#### [Activity]
Where a line holds the word "above", copy it from the records.

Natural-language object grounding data
++++
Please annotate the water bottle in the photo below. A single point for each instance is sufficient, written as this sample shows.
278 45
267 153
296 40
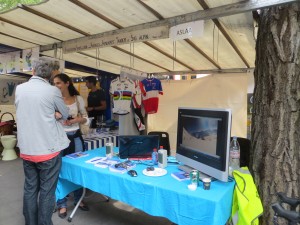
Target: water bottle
234 155
154 156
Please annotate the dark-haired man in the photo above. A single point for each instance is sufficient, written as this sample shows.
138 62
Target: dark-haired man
96 100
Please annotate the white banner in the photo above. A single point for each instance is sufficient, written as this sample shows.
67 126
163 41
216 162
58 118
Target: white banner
13 62
132 74
27 56
3 60
101 41
187 30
++++
#### [Exercise response]
Please annotate the dark-haired man in the photo above. A single point for each instance is sufficient, written as this sample shows.
Please annotate the white banner in the photo above. A single point for each instance is sufficient, written as this sample shows.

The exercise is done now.